TASK INPUTS:
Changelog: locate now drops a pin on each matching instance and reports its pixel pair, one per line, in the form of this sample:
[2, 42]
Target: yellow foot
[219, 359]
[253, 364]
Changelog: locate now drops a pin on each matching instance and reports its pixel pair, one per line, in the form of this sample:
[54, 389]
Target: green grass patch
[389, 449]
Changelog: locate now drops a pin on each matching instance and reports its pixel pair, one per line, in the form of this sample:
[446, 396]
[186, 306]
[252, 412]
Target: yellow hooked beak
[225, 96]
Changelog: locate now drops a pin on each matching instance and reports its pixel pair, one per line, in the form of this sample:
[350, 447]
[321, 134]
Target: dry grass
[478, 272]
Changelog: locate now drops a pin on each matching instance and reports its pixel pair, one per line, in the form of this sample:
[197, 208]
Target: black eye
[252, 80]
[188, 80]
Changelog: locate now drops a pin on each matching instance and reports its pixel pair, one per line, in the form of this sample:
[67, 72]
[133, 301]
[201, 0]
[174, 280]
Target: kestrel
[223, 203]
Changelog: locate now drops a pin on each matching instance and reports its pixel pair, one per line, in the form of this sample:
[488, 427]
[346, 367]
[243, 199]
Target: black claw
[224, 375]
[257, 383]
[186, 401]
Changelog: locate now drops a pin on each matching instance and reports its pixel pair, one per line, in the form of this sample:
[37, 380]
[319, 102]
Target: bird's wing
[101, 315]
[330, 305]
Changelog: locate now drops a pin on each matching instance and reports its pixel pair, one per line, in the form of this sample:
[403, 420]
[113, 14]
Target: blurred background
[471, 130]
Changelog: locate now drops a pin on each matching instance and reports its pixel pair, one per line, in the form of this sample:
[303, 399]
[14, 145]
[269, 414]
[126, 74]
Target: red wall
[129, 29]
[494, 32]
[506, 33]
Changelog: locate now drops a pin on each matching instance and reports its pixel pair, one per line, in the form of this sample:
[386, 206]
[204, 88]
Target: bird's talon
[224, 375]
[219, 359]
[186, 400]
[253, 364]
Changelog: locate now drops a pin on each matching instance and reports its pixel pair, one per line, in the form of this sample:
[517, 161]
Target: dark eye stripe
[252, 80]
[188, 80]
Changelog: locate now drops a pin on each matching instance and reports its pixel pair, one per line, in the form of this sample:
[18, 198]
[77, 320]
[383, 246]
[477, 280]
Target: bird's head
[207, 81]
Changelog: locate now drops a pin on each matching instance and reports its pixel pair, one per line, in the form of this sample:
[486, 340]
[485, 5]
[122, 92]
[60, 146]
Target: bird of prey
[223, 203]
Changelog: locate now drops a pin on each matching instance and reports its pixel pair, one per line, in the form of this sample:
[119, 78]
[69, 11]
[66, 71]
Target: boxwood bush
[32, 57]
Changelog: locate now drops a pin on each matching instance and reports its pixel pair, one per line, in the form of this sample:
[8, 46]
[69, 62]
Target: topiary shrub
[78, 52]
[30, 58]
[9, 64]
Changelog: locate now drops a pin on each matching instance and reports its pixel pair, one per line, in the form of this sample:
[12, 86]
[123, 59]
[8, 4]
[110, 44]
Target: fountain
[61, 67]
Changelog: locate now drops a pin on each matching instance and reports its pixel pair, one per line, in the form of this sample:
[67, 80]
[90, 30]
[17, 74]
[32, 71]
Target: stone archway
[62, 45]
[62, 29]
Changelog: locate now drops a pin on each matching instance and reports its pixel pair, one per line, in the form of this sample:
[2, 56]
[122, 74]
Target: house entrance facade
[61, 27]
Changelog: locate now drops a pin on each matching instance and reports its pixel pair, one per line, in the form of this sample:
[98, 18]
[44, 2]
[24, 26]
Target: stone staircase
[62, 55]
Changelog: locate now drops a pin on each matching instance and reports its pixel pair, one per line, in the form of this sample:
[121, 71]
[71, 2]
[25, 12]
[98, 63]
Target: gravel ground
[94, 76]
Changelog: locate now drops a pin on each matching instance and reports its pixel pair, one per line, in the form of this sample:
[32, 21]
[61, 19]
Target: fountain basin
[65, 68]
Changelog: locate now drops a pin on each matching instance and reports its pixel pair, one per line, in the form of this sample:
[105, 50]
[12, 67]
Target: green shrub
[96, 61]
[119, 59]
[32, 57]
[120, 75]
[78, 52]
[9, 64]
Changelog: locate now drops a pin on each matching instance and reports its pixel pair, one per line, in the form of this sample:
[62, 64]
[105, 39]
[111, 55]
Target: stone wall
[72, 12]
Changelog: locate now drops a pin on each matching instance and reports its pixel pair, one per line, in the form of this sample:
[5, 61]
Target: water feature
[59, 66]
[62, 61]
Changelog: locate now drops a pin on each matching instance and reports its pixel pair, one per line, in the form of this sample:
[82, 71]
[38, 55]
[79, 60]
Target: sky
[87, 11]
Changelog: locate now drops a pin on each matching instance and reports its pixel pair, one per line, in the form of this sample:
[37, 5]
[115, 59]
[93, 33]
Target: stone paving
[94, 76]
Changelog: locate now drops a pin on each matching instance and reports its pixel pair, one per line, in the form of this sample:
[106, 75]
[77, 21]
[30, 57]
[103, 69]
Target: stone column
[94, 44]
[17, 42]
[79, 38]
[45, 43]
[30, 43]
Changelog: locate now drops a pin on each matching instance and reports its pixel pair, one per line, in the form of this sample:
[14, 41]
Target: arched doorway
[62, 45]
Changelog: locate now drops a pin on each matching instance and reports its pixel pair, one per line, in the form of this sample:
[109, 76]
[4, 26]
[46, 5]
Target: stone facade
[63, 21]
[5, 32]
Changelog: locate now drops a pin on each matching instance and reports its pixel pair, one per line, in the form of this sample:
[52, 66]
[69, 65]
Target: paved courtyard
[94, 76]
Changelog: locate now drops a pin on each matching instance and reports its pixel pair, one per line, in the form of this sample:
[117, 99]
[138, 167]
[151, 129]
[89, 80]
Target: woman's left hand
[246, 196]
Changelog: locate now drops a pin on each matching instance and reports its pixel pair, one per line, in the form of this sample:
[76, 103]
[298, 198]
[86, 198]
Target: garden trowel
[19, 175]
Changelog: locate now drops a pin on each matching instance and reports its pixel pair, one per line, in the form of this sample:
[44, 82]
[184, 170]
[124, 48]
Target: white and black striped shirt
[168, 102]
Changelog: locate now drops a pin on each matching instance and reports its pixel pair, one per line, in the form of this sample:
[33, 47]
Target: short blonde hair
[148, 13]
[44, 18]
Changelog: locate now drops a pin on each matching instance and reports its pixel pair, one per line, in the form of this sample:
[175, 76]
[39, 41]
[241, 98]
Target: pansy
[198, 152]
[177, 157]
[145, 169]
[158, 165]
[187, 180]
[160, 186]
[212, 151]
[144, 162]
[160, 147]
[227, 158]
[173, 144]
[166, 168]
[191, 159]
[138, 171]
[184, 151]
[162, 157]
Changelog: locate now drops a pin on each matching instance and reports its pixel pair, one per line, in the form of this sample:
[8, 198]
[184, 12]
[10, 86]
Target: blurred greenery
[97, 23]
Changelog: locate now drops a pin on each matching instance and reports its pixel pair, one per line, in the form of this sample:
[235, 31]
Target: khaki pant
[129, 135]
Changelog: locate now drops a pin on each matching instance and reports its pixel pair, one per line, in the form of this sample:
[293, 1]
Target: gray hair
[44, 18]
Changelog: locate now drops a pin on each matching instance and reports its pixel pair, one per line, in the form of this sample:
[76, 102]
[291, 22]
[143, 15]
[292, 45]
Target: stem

WHAT YOU HAVE TO DO:
Nothing in the data above may be skipped; repeat it all exactly.

EXERCISE RESPONSE:
Changelog: locate now drops a pin on each matching instance and reports its pixel pair, one per line, in the form of this sample:
[2, 42]
Target: yellow foot
[219, 359]
[253, 364]
Changelog: locate now drops a pin on each matching instance and reports its pixel pair, one per line, in the form of this sample:
[54, 389]
Target: green grass patch
[389, 449]
Changelog: locate now drops a pin on each matching instance and reports its pixel pair, one per line, in the form of this sample:
[446, 396]
[186, 306]
[252, 412]
Target: yellow hooked beak
[225, 96]
Changelog: locate now drops a pin on each matching instance and reports its pixel pair, one per line, in the form of this sample:
[350, 447]
[321, 134]
Target: dry grass
[478, 272]
Changelog: locate now drops a pin on each matching instance and reports its pixel pair, one per line, in the form of this sample:
[197, 208]
Target: black eye
[252, 80]
[188, 80]
Changelog: locate now drops a pin on each matching instance and reports its pixel pair, one per line, in the form of this sample:
[67, 72]
[133, 301]
[201, 0]
[174, 280]
Target: kestrel
[223, 203]
Changelog: locate now drops a pin on each matching instance and reports its pixel pair, one per line, in the form of this sample:
[488, 427]
[346, 367]
[243, 199]
Target: black claw
[224, 375]
[257, 383]
[186, 401]
Changelog: locate now drops a pin on each matching instance and reports its pixel pair, one per line, in the form of this sample:
[37, 380]
[319, 102]
Target: bird's wing
[101, 315]
[330, 305]
Changelog: locate now drops a pin on each matching instance and reports its pixel pair, one per line, in the form of this sample:
[403, 420]
[113, 14]
Target: blurred background
[471, 130]
Changelog: locate now drops a pin on each matching instance and reports its pixel pair, one per line, in the form of this sample:
[303, 399]
[14, 145]
[269, 414]
[126, 74]
Target: red wall
[129, 29]
[494, 32]
[506, 33]
Changelog: locate now drops a pin on each matching instance and reports its pixel pair, one per line, in the form of this sample:
[386, 206]
[204, 88]
Target: bird's talon
[224, 375]
[219, 359]
[186, 400]
[253, 364]
Changelog: locate now drops a pin on each matching instance and reports its pixel pair, one per line, in the form of this sample:
[517, 161]
Target: dark eye stripe
[252, 80]
[188, 80]
Changelog: locate now drops a pin on each matching instance and reports its pixel pair, one per line, in the form of this sample:
[18, 198]
[77, 320]
[383, 246]
[477, 280]
Target: bird's head
[207, 81]
Changelog: locate now drops a pin on each matching instance and reports its pixel pair, one per line, in the form of this sample:
[486, 340]
[485, 5]
[122, 92]
[60, 146]
Target: bird of prey
[223, 203]
Changelog: locate now drops a pin on each matching instance and reports its pixel pair, one per line, in the form of this sample:
[119, 78]
[69, 11]
[66, 71]
Target: boxwood bush
[32, 57]
Changelog: locate now drops a pin on each matching instance and reports its pixel pair, one per line, in the form of this sample:
[8, 46]
[69, 62]
Target: topiary shrub
[78, 52]
[30, 58]
[9, 64]
Changelog: locate now drops a pin on each matching instance and reports its pixel pair, one per line, in the form of this sample:
[12, 86]
[123, 59]
[8, 4]
[110, 44]
Target: fountain
[61, 67]
Changelog: locate now drops a pin on each matching instance and reports its pixel pair, one per line, in the form of this sample:
[67, 80]
[90, 30]
[17, 74]
[32, 71]
Target: stone archway
[62, 45]
[62, 29]
Changelog: locate now drops a pin on each matching instance and reports its pixel pair, one per line, in the form of this sample:
[2, 56]
[122, 74]
Target: house entrance facade
[61, 27]
Changelog: locate now drops a pin on each matching instance and reports its pixel pair, one per line, in the form of this sample:
[98, 18]
[44, 2]
[24, 26]
Target: stone staircase
[62, 55]
Changelog: locate now drops a pin on each matching instance and reports its pixel pair, one per line, in the form of this sample:
[121, 71]
[71, 2]
[25, 12]
[98, 63]
Target: gravel ground
[94, 76]
Changelog: locate now drops a pin on each matching instance and reports its pixel pair, one per line, in the form of this sample:
[32, 21]
[61, 19]
Target: fountain basin
[65, 68]
Changelog: locate now drops a pin on each matching instance and reports its pixel pair, one per line, in the form of this sample:
[105, 50]
[12, 67]
Target: green shrub
[96, 61]
[119, 59]
[32, 57]
[120, 75]
[78, 52]
[9, 64]
Changelog: locate now drops a pin on each matching instance and reports its pixel pair, one per line, in the form of this sample:
[62, 64]
[105, 39]
[111, 55]
Target: stone wall
[72, 12]
Changelog: locate now drops a pin on each matching instance and reports its pixel pair, one per line, in the form of this sample:
[5, 61]
Target: water feature
[59, 66]
[62, 61]
Changelog: locate now drops a pin on each matching instance and reports its pixel pair, one per line, in the form of this sample:
[82, 71]
[38, 55]
[79, 60]
Target: sky
[87, 11]
Changelog: locate now drops a pin on each matching instance and reports its pixel pair, one per line, in the form of this sample:
[37, 5]
[115, 59]
[93, 33]
Target: stone paving
[94, 76]
Changelog: locate now drops a pin on each matching instance and reports its pixel pair, one per line, in the form of this sample:
[106, 75]
[77, 21]
[30, 57]
[103, 69]
Target: stone column
[94, 44]
[17, 42]
[79, 38]
[45, 43]
[30, 43]
Changelog: locate now drops a pin on each matching instance and reports its pixel pair, one per line, in the form of this sample:
[14, 41]
Target: arched doorway
[62, 45]
Changelog: locate now drops a pin on each matching instance and reports its pixel pair, one per line, in the form of this sample:
[109, 76]
[4, 26]
[46, 5]
Target: stone facade
[63, 21]
[5, 32]
Changelog: locate now drops a pin on each matching instance and reports its pixel pair, one per line, in the form of this sample:
[52, 66]
[69, 65]
Target: paved courtyard
[94, 76]
Changelog: locate now drops a pin on each matching instance and reports its pixel pair, one per line, in the form of this sample:
[117, 99]
[138, 167]
[151, 129]
[89, 80]
Target: woman's left hand
[246, 196]
Changelog: locate now drops a pin on each matching instance and reports its pixel pair, one per line, in the form of this sample:
[76, 103]
[298, 198]
[86, 198]
Target: garden trowel
[19, 175]
Changelog: locate now drops a pin on each matching instance and reports its pixel pair, one per line, in the form of this sample:
[44, 82]
[184, 170]
[124, 48]
Target: white and black striped shirt
[168, 102]
Changelog: locate now drops a pin on each matching instance and reports its pixel pair, one per line, in the form of this sample:
[33, 47]
Target: short blonde hair
[148, 13]
[44, 18]
Changelog: locate now drops a pin on each matching instance and reports its pixel pair, one per line, in the form of this sample:
[175, 76]
[39, 41]
[241, 98]
Target: pansy
[198, 152]
[177, 157]
[145, 169]
[158, 165]
[187, 180]
[160, 186]
[212, 151]
[144, 162]
[160, 147]
[227, 158]
[173, 144]
[166, 168]
[191, 159]
[138, 171]
[184, 151]
[162, 157]
Changelog: locate now drops a pin on each matching instance and reports its pixel pair, one per line, in the form of this sample:
[8, 198]
[184, 12]
[10, 86]
Target: blurred greenery
[97, 23]
Changelog: locate now drops a pin on each matching instance and reports its pixel pair, one per line, in the form of this sample:
[235, 31]
Target: khaki pant
[129, 135]
Changelog: locate now drops a pin on each matching instance and reports its pixel pair, one per line, in the form of this sample:
[293, 1]
Target: gray hair
[44, 18]
Changelog: locate now drops a pin on each matching instance and reports its pixel pair, one per line, in the form of this sample:
[76, 102]
[291, 22]
[143, 15]
[292, 45]
Target: stem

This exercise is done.